-- GIVEN TASK --
Count the lines in the entries below that contain the string "sage", with case treated as significant. Reply with the count alone.

╭──

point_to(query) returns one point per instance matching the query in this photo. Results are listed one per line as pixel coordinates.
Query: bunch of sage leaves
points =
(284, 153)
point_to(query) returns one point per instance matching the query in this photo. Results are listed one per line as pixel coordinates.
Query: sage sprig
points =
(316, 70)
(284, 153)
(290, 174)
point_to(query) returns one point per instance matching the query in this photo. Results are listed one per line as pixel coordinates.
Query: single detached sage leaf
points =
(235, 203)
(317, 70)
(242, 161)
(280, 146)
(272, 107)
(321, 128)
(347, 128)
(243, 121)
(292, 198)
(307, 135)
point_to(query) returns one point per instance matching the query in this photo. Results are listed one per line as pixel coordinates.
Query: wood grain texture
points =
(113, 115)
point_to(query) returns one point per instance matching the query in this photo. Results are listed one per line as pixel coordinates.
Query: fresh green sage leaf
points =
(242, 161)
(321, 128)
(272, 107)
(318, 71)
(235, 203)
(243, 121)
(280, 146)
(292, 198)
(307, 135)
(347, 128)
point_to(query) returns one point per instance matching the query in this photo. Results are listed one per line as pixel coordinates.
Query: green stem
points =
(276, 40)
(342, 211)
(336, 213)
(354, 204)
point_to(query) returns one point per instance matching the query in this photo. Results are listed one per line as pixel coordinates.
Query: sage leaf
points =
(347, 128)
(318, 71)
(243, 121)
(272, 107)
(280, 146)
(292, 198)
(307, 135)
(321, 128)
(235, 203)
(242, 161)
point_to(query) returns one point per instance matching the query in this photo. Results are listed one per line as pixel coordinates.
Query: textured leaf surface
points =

╰──

-- RESULT OF THE TASK --
5